» Фрагмент текста
========

Впрочем, профессор Московской духовной академии Алексей Осипов, один из самых выдающихся богословов нашего времени, сомневается и в самом православии Николая с супругой (нет-нет, крест они носили, к обедне ходили регулярно и пр. — но разве в этом суть?).
«Религиозность царской четы при всей ее внешне традиционной православности носила отчетливо выраженный характер интерконфессионального мистицизма. Этот вывод следует из многих фактов. Известна холодность царской семьи, главным образом, царицы, к русскому духовенству, что особенно ярко выявляется из писем Александры Федоровны („в Синоде одни только животные!“). Даже с высшими иерархами отношения царя и царицы носили исключительно официальный характер.

========

[Записи разметки]
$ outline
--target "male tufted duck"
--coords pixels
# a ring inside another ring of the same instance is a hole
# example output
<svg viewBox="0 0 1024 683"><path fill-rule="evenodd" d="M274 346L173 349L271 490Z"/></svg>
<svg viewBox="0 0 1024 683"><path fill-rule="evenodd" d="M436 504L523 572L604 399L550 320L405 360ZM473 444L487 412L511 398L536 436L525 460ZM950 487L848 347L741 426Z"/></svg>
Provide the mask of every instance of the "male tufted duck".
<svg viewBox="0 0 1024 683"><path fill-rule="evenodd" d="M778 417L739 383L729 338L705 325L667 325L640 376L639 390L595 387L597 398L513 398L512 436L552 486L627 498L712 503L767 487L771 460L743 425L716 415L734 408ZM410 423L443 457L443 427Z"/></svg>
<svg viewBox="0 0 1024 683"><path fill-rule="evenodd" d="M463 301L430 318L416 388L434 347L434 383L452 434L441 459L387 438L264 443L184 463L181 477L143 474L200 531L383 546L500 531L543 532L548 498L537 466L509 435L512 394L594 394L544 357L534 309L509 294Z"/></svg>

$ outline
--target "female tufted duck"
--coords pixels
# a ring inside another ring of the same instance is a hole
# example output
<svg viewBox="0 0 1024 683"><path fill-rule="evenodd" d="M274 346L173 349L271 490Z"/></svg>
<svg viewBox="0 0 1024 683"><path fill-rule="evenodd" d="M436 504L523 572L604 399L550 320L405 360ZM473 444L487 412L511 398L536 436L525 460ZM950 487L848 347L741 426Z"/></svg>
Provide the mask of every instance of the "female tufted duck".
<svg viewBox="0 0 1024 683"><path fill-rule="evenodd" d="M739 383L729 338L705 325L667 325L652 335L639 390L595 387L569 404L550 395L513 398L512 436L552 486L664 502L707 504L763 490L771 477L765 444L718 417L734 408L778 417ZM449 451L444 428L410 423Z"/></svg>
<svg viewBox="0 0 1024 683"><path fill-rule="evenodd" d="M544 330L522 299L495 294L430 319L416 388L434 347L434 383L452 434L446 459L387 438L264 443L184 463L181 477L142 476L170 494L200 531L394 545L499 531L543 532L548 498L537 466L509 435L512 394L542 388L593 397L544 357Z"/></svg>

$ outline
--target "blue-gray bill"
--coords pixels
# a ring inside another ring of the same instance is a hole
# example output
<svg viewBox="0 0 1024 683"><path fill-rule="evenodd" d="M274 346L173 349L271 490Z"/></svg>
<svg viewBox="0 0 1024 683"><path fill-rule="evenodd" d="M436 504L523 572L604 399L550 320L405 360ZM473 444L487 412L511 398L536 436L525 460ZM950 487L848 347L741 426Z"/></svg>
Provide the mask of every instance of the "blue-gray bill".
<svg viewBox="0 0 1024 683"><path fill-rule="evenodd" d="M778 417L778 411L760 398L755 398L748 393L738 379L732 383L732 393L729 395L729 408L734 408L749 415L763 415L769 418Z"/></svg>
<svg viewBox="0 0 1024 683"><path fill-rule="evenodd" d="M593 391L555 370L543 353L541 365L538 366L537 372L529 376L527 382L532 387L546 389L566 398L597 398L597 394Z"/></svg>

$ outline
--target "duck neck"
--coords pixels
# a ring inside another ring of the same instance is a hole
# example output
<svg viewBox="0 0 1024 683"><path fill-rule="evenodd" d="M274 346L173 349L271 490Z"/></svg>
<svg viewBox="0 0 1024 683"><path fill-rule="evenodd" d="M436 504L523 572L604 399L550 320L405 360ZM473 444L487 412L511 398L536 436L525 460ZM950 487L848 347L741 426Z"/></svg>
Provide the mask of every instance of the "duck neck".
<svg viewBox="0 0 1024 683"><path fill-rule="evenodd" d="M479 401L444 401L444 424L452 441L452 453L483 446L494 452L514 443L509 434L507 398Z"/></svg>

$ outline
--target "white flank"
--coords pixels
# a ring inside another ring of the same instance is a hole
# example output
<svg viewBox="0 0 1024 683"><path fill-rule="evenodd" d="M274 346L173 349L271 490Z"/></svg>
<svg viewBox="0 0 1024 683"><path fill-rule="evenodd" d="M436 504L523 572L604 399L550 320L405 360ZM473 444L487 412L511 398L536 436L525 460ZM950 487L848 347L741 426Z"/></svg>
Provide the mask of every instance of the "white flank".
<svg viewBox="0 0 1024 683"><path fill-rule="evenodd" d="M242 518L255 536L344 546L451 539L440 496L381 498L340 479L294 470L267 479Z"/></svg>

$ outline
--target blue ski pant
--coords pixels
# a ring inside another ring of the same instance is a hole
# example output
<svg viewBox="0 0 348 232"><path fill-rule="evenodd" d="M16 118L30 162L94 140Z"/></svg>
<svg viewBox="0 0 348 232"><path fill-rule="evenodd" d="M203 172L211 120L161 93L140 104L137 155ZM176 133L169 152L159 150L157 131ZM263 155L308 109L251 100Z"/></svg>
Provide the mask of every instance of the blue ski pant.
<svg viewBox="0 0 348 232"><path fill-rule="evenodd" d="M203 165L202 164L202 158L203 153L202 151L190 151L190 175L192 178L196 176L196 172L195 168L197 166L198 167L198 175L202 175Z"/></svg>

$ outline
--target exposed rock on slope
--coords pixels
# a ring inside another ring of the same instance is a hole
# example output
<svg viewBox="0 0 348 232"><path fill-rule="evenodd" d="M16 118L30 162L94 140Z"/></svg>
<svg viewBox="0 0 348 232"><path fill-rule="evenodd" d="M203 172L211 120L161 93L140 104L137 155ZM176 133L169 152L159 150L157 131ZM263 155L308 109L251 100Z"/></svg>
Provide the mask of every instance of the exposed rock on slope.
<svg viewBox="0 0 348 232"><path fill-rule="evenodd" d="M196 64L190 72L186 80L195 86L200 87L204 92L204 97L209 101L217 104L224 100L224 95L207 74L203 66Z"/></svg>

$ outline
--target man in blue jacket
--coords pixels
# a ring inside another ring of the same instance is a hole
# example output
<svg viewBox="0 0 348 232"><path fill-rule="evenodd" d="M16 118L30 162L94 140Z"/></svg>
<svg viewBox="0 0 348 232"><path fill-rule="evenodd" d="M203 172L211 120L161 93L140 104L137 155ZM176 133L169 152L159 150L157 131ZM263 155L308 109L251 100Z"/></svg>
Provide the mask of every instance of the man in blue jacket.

========

» Задания
1. Повторите без единого изменения весь фрагмент о религиозности царской четы.
2. Отфильтруйте записи и выпишите все строки, где встречается слово «Provide».
Фрагмент и записи взяты из разных источников.

» Ответы по заданиям
1.
Впрочем, профессор Московской духовной академии Алексей Осипов, один из самых выдающихся богословов нашего времени, сомневается и в самом православии Николая с супругой (нет-нет, крест они носили, к обедне ходили регулярно и пр. — но разве в этом суть?).
«Религиозность царской четы при всей ее внешне традиционной православности носила отчетливо выраженный характер интерконфессионального мистицизма. Этот вывод следует из многих фактов. Известна холодность царской семьи, главным образом, царицы, к русскому духовенству, что особенно ярко выявляется из писем Александры Федоровны („в Синоде одни только животные!“). Даже с высшими иерархами отношения царя и царицы носили исключительно официальный характер.

2.
Provide the mask of every instance of the "male tufted duck".
Provide the mask of every instance of the "female tufted duck".
Provide the mask of every instance of the "blue-gray bill".
Provide the mask of every instance of the "duck neck".
Provide the mask of every instance of the "white flank".
Provide the mask of every instance of the blue ski pant.
Provide the mask of every instance of the exposed rock on slope.
Provide the mask of every instance of the man in blue jacket.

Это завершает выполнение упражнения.